Named-object pointing records:

━━━━━━━━━━━━━━━━

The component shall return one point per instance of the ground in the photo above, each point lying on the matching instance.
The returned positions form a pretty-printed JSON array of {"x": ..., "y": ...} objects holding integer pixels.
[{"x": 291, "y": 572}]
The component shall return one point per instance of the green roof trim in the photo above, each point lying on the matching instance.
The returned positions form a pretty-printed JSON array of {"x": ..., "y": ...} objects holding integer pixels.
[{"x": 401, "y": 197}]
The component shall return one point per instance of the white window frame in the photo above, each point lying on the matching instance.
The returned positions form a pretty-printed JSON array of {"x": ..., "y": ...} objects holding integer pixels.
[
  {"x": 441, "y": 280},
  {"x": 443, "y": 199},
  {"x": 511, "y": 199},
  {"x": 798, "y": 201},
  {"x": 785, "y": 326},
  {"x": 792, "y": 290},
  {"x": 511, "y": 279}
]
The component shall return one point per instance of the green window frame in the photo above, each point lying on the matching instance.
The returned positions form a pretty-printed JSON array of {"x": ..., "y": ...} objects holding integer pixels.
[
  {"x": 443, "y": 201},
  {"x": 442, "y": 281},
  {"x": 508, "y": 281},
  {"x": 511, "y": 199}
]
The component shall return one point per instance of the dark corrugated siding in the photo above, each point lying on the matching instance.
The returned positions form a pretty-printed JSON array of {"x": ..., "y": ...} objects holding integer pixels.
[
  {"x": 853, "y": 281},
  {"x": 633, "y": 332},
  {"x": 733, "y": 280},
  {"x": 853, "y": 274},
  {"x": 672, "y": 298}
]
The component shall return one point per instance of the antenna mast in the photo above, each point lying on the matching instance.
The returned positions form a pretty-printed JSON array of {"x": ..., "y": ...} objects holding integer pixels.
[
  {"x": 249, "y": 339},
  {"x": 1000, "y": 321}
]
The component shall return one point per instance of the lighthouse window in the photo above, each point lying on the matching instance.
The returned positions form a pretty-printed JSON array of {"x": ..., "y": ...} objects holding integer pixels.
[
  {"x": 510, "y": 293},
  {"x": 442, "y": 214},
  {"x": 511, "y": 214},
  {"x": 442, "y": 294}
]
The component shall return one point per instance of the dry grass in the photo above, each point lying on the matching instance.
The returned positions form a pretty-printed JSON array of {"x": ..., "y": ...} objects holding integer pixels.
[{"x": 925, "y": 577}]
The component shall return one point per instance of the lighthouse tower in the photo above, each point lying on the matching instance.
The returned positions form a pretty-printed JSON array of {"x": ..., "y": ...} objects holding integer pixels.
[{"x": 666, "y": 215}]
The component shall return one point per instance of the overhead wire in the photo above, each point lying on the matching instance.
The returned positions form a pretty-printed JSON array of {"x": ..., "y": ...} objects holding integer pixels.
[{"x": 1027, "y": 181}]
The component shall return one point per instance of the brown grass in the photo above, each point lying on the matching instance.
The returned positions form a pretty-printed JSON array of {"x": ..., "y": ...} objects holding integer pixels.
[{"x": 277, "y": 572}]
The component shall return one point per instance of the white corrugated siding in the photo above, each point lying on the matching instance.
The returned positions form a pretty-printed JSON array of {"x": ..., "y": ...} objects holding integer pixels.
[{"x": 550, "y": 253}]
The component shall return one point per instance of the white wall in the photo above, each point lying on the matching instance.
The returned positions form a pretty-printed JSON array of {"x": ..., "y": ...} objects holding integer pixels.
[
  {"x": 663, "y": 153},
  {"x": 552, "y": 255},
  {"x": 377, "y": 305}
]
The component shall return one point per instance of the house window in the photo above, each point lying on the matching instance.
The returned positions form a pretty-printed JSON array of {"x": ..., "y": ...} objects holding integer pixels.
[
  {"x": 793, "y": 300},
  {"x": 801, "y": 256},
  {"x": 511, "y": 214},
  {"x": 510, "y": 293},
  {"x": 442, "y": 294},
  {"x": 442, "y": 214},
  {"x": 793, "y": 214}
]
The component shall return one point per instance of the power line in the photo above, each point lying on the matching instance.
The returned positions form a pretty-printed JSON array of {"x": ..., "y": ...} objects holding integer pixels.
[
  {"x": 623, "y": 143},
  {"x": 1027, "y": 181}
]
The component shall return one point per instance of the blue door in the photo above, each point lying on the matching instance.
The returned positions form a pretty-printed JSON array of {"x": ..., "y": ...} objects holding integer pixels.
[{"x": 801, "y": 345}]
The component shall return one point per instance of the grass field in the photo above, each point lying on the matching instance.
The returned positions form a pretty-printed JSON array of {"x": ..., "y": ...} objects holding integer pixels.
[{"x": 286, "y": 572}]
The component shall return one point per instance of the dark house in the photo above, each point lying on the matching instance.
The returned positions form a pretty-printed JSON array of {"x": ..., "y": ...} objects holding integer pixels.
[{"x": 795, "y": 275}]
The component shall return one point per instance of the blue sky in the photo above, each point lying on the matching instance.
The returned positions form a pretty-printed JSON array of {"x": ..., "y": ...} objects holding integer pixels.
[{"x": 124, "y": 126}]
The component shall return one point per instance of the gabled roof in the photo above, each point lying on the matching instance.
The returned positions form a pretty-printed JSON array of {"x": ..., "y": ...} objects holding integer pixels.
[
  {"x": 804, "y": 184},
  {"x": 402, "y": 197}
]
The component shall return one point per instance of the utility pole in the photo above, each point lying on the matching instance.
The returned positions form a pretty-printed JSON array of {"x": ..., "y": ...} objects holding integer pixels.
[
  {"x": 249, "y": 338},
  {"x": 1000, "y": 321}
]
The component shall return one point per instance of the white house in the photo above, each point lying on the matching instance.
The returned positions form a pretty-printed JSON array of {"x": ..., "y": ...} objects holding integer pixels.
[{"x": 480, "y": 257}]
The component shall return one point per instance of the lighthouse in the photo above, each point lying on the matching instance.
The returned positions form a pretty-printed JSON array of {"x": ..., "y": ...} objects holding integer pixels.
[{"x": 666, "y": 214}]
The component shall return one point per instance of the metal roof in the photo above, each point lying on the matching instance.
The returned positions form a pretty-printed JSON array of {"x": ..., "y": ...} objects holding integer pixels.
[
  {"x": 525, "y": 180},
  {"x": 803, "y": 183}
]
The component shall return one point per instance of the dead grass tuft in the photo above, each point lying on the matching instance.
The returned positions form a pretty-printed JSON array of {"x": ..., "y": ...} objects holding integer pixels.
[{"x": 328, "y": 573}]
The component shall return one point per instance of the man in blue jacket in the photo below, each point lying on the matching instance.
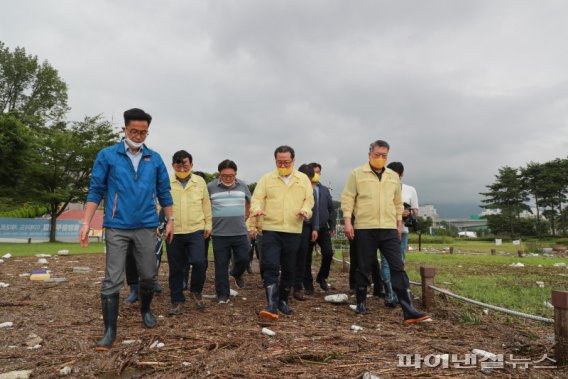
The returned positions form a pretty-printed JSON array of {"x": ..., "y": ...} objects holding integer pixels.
[{"x": 132, "y": 179}]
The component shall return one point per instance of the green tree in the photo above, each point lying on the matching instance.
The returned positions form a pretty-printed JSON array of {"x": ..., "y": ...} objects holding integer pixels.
[
  {"x": 30, "y": 89},
  {"x": 63, "y": 161},
  {"x": 509, "y": 195},
  {"x": 15, "y": 144}
]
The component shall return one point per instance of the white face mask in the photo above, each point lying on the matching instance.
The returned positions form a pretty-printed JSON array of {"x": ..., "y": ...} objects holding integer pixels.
[{"x": 135, "y": 145}]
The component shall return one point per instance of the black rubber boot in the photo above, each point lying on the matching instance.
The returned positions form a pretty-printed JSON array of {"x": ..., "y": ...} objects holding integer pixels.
[
  {"x": 271, "y": 310},
  {"x": 283, "y": 303},
  {"x": 133, "y": 296},
  {"x": 411, "y": 314},
  {"x": 148, "y": 318},
  {"x": 110, "y": 315},
  {"x": 391, "y": 300},
  {"x": 361, "y": 294}
]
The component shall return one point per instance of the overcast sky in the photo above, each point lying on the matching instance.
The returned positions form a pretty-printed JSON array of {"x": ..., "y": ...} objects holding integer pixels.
[{"x": 458, "y": 88}]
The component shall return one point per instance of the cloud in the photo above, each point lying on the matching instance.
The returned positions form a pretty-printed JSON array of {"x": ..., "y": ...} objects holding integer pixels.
[{"x": 458, "y": 88}]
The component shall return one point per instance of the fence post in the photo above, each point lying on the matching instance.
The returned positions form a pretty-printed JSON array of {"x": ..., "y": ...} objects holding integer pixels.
[
  {"x": 560, "y": 303},
  {"x": 427, "y": 274}
]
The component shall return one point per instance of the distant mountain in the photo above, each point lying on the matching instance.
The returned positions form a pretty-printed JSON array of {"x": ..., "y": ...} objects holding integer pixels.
[{"x": 457, "y": 210}]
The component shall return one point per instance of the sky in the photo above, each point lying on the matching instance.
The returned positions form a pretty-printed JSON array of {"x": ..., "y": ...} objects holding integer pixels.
[{"x": 458, "y": 88}]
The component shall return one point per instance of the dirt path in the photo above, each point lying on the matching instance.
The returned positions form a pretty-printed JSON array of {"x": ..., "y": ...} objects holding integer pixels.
[{"x": 226, "y": 340}]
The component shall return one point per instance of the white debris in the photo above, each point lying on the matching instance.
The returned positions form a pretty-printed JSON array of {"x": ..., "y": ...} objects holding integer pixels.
[
  {"x": 65, "y": 371},
  {"x": 356, "y": 328},
  {"x": 369, "y": 375},
  {"x": 54, "y": 280},
  {"x": 484, "y": 354},
  {"x": 268, "y": 332},
  {"x": 337, "y": 298},
  {"x": 21, "y": 374},
  {"x": 81, "y": 269},
  {"x": 129, "y": 342}
]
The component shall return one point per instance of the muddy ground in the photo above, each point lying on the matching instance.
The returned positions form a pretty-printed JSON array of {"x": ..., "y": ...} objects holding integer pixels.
[{"x": 226, "y": 340}]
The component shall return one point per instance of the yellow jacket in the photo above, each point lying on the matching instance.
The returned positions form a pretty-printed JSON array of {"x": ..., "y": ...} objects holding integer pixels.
[
  {"x": 192, "y": 207},
  {"x": 282, "y": 202},
  {"x": 375, "y": 204}
]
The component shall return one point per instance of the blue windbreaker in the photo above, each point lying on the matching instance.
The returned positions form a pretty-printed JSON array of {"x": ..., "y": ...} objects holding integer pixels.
[{"x": 130, "y": 196}]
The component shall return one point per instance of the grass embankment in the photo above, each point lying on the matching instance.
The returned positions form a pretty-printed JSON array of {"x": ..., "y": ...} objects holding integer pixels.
[
  {"x": 474, "y": 273},
  {"x": 27, "y": 249}
]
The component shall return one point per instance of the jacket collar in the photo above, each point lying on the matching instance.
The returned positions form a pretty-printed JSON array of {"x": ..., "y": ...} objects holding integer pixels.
[{"x": 121, "y": 148}]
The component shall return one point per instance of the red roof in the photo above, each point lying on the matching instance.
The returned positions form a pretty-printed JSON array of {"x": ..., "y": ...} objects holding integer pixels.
[{"x": 96, "y": 223}]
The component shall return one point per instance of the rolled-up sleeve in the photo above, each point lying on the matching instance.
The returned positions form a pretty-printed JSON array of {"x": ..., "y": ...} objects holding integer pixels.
[
  {"x": 163, "y": 187},
  {"x": 99, "y": 178}
]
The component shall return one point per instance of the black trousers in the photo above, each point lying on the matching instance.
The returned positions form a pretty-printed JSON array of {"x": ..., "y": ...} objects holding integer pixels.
[
  {"x": 278, "y": 258},
  {"x": 302, "y": 264},
  {"x": 367, "y": 241},
  {"x": 375, "y": 268}
]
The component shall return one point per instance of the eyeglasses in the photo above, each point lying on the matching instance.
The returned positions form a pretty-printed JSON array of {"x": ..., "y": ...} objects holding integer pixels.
[
  {"x": 136, "y": 132},
  {"x": 179, "y": 166}
]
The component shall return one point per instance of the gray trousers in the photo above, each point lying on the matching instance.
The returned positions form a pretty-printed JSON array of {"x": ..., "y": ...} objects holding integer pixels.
[{"x": 117, "y": 243}]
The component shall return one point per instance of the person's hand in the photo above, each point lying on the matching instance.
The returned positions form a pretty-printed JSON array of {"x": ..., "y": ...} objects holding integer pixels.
[
  {"x": 349, "y": 231},
  {"x": 303, "y": 214},
  {"x": 314, "y": 235},
  {"x": 252, "y": 234},
  {"x": 84, "y": 235},
  {"x": 258, "y": 213},
  {"x": 169, "y": 233}
]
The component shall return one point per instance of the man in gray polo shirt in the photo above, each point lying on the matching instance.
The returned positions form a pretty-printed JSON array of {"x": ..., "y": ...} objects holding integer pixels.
[{"x": 230, "y": 202}]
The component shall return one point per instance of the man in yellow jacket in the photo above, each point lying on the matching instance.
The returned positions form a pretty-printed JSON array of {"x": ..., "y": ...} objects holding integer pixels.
[
  {"x": 284, "y": 199},
  {"x": 372, "y": 195},
  {"x": 192, "y": 220}
]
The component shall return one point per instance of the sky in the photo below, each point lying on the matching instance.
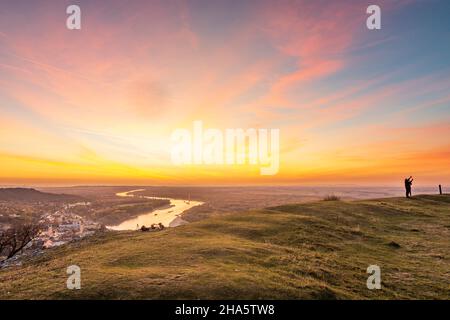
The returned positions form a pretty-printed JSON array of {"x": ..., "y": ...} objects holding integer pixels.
[{"x": 98, "y": 105}]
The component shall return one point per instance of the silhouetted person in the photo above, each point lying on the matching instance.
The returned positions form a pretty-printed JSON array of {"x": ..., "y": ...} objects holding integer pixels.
[{"x": 408, "y": 184}]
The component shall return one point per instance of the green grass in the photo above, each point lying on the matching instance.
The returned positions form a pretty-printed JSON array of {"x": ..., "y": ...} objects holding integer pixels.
[{"x": 316, "y": 250}]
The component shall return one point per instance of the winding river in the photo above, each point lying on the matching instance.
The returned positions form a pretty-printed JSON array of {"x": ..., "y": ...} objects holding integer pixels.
[{"x": 168, "y": 216}]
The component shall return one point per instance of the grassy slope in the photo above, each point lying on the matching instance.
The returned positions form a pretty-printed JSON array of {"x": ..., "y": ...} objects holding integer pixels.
[{"x": 315, "y": 250}]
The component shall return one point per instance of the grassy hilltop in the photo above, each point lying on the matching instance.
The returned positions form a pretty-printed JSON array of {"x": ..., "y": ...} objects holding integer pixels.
[{"x": 316, "y": 250}]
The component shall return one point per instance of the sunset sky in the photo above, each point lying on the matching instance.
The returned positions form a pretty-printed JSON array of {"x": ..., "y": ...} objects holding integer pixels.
[{"x": 98, "y": 105}]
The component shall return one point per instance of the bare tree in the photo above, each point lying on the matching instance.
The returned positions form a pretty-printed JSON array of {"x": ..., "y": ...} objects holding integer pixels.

━━━━━━━━━━━━━━━━

Copy out exactly the lines between the line with "the grassy hilltop" and the last line of the entries, counting both of those lines.

Finished answer:
The component shall return one point per instance of the grassy hilltop in the photo above, each point lying on the matching instance.
The returned positions form a pretty-printed JSON array of {"x": ..., "y": ...} objects holding integer pixels.
[{"x": 316, "y": 250}]
The component shall return one point per instance of the sunset sky in the photo above, each point lying on the matching instance.
The returned positions form a pretty-printed JSON array of {"x": ..., "y": ...} objects holding integer pixels.
[{"x": 98, "y": 105}]
The component shall return one point per instance of the bare tree in the photo above, each point lying on the matching instance.
The returned positions form a pretty-printed JSON array of {"x": ..., "y": ...} objects holding integer pixels.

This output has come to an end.